WORK REQUEST: Would you retype every line below without changing anything?

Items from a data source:

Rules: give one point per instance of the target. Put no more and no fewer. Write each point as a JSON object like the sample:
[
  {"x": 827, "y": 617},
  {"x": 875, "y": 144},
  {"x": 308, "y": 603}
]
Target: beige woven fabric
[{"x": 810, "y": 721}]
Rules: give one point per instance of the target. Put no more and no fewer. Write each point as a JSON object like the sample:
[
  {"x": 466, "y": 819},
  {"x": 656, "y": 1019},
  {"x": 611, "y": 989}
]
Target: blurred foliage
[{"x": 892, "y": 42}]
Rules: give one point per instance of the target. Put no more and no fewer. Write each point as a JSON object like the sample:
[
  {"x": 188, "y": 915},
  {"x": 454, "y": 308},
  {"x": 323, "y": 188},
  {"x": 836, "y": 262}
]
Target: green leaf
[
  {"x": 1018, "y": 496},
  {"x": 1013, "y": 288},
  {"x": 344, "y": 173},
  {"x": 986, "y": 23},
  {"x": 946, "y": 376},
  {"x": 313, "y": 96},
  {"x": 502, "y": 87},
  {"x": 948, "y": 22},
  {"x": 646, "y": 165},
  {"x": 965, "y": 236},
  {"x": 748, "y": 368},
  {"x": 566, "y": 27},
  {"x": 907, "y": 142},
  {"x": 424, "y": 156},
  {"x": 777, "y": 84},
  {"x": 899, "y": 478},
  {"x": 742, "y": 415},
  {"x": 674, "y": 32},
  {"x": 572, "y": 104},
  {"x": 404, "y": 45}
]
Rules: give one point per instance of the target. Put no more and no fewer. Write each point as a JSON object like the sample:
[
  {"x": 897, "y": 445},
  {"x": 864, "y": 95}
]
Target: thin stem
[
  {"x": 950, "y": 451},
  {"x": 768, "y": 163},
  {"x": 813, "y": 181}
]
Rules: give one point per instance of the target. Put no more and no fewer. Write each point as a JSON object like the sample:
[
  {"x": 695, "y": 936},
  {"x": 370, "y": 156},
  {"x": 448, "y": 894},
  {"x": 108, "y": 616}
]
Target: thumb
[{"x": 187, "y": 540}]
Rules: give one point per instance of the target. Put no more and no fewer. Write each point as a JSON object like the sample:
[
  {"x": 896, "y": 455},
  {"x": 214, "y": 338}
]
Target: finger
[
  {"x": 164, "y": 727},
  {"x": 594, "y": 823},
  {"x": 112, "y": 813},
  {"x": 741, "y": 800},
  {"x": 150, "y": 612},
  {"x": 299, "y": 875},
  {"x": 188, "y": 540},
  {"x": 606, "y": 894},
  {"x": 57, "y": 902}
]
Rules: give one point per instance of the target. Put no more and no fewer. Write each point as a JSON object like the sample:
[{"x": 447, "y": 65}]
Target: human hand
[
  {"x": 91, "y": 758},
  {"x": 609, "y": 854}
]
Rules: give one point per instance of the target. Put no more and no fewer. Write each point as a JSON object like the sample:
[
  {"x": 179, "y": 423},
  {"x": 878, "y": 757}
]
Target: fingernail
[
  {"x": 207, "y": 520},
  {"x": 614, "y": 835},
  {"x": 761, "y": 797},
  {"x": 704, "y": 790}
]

ANSWER FOR THIS EXERCISE:
Rules: give one point per instance of the target. Put no more and no fewer. Write each point as a JSON object like the sample:
[
  {"x": 827, "y": 617},
  {"x": 875, "y": 144},
  {"x": 308, "y": 603}
]
Target: beige woven fabric
[{"x": 810, "y": 721}]
Rules: give one point per instance of the target. Put no more and no fewer. Write each point as a JSON object like the sample:
[
  {"x": 466, "y": 819},
  {"x": 656, "y": 1019},
  {"x": 611, "y": 989}
]
Target: blurred foliage
[{"x": 892, "y": 42}]
Rules: give one point per instance of the target. Put no more and no fewer. Write each point as a JSON object like the sample:
[
  {"x": 188, "y": 915},
  {"x": 454, "y": 308},
  {"x": 323, "y": 188},
  {"x": 836, "y": 262}
]
Target: green leaf
[
  {"x": 1018, "y": 496},
  {"x": 1013, "y": 288},
  {"x": 344, "y": 173},
  {"x": 986, "y": 23},
  {"x": 946, "y": 376},
  {"x": 313, "y": 96},
  {"x": 502, "y": 87},
  {"x": 948, "y": 22},
  {"x": 646, "y": 165},
  {"x": 965, "y": 236},
  {"x": 748, "y": 368},
  {"x": 566, "y": 27},
  {"x": 907, "y": 142},
  {"x": 424, "y": 156},
  {"x": 777, "y": 84},
  {"x": 899, "y": 478},
  {"x": 742, "y": 415},
  {"x": 674, "y": 32},
  {"x": 572, "y": 104},
  {"x": 404, "y": 45}
]
Rules: give one point per instance of the target. Put no more and no fewer. Write each point as a JSON object like the sample:
[
  {"x": 897, "y": 445},
  {"x": 864, "y": 95}
]
Target: thin stem
[
  {"x": 950, "y": 451},
  {"x": 768, "y": 163},
  {"x": 813, "y": 181}
]
Rules: give one point per instance of the target. Put no more and no fewer. Write each point as a JSON object like the sample:
[
  {"x": 695, "y": 936},
  {"x": 370, "y": 156},
  {"x": 448, "y": 894},
  {"x": 108, "y": 616}
]
Target: thumb
[{"x": 187, "y": 540}]
Rules: give one point per instance of the target. Put no more and no fewer. Write each point as a JSON object like the sample:
[
  {"x": 896, "y": 455},
  {"x": 214, "y": 338}
]
Target: finger
[
  {"x": 164, "y": 727},
  {"x": 594, "y": 823},
  {"x": 112, "y": 813},
  {"x": 741, "y": 800},
  {"x": 150, "y": 612},
  {"x": 299, "y": 875},
  {"x": 188, "y": 540},
  {"x": 606, "y": 894},
  {"x": 57, "y": 902}
]
Rules: give one point per instance of the target. Put no more and no fewer. Write each point as a JSON object like the sample:
[{"x": 447, "y": 65}]
Target: human hand
[
  {"x": 91, "y": 758},
  {"x": 609, "y": 854}
]
Rules: give one point per instance of the target. Put no more and no fewer. Write each point as a JSON object like the sample:
[
  {"x": 179, "y": 423},
  {"x": 878, "y": 757}
]
Target: fingernail
[
  {"x": 207, "y": 520},
  {"x": 614, "y": 835},
  {"x": 761, "y": 797},
  {"x": 704, "y": 790}
]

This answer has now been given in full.